-- ИСХОДНЫЙ ТЕКСТ --
----

Юра и Галя ждали маму в севастопольском Морском порту, но им 14 января рано утром только дали телеграмму: "Идём в Евпаторию". Пассажиры возмущались на капитана за то, что тот не высадил их в Ялте, откуда они могли приехать в Севастополь на автобусах. Не успели Галя, Юра, Вова и Олежка окончательно проснуться утром, как в дверь комнаты постучали и вошла мама с огромным количеством вещей. Оказывается она в Евпатории наняла такси и приехала как можно быстрее, потому что у неё было много продуктов.

Мама Тома привезла с собой из Новороссийска: несколько индюшек, уток, кроликов, 130 штук яиц, колбасу, жареного кролика, соленья-варенья, овощи-фрукты и многое другое. Весь свой отпуск мама Тома провела с Галей, Юрой, Вовой и Олежкой в Севастополе, отметили день рождения Гали (21 год - автор) и 29 января 1972 года они с Вовой уехали домой в Новороссийск. При этом опять Чёрное море штормило и 31 января Галя и Юра получили телеграмму: "Идём в Туапсе". Оттуда путешественники через 2-3 часа после прибытия теплохода приехали домой в Новороссийск.

30 января 1972 года у Юры было последнее дежурство в ГАИ, а теперь он "мотается" в Симферополь и оформляет своё увольнение "из органов", причём "сегодня поймал одного начальника, подписал обходной, завтра - другого и вот так уже 5 дней, главное - это подписать склад и довольствие, то есть отсутствие претензий от имущественных служб, остальное он всё подписал, мотоцикл он тоже сдал, ведь он сам его полностью ремонтировал". Вот тут-то я и "осёкся" в письме Гали-Галчонка, потому что вспомнил вопросы моего отца и мамы, их намёки и недомолвки, их сердитое беспокойство и вспомнил свои ощущения и переживания перед призывом на военную службу, в те дни ДТП с участием Юры...

----

[Данные о референциальных выражениях]
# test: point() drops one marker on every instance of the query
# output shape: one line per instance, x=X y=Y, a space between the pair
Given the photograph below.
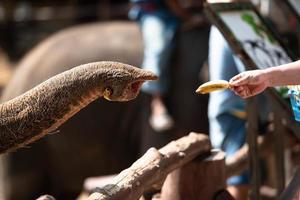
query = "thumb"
x=240 y=79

----

-- ЧТО НУЖНО СДЕЛАТЬ --
A. Перепишите дословно фрагмент исходного текста от слов «30 января 1972» до слов «с участием Юры...».
B. Определите, соответствуют ли исходному тексту следующие утверждения: (i) мама Тома привезла из Новороссийска 130 яиц; (ii) мама Тома уехала домой в Новороссийск вместе с Олежкой; (iii) последнее дежурство Юры в ГАИ было 30 января 1972 года. Для каждого утверждения ответьте «да» или «нет» и приведите точной цитатой слова исходного текста, которые это решают.

-- ОТВЕТЫ ПО ЗАДАНИЯМ --
A.
30 января 1972 года у Юры было последнее дежурство в ГАИ, а теперь он "мотается" в Симферополь и оформляет своё увольнение "из органов", причём "сегодня поймал одного начальника, подписал обходной, завтра - другого и вот так уже 5 дней, главное - это подписать склад и довольствие, то есть отсутствие претензий от имущественных служб, остальное он всё подписал, мотоцикл он тоже сдал, ведь он сам его полностью ремонтировал". Вот тут-то я и "осёкся" в письме Гали-Галчонка, потому что вспомнил вопросы моего отца и мамы, их намёки и недомолвки, их сердитое беспокойство и вспомнил свои ощущения и переживания перед призывом на военную службу, в те дни ДТП с участием Юры...

B.
(i) Да: «130 штук яиц».
(ii) Нет: «29 января 1972 года они с Вовой уехали домой в Новороссийск».
(iii) Да: «30 января 1972 года у Юры было последнее дежурство в ГАИ».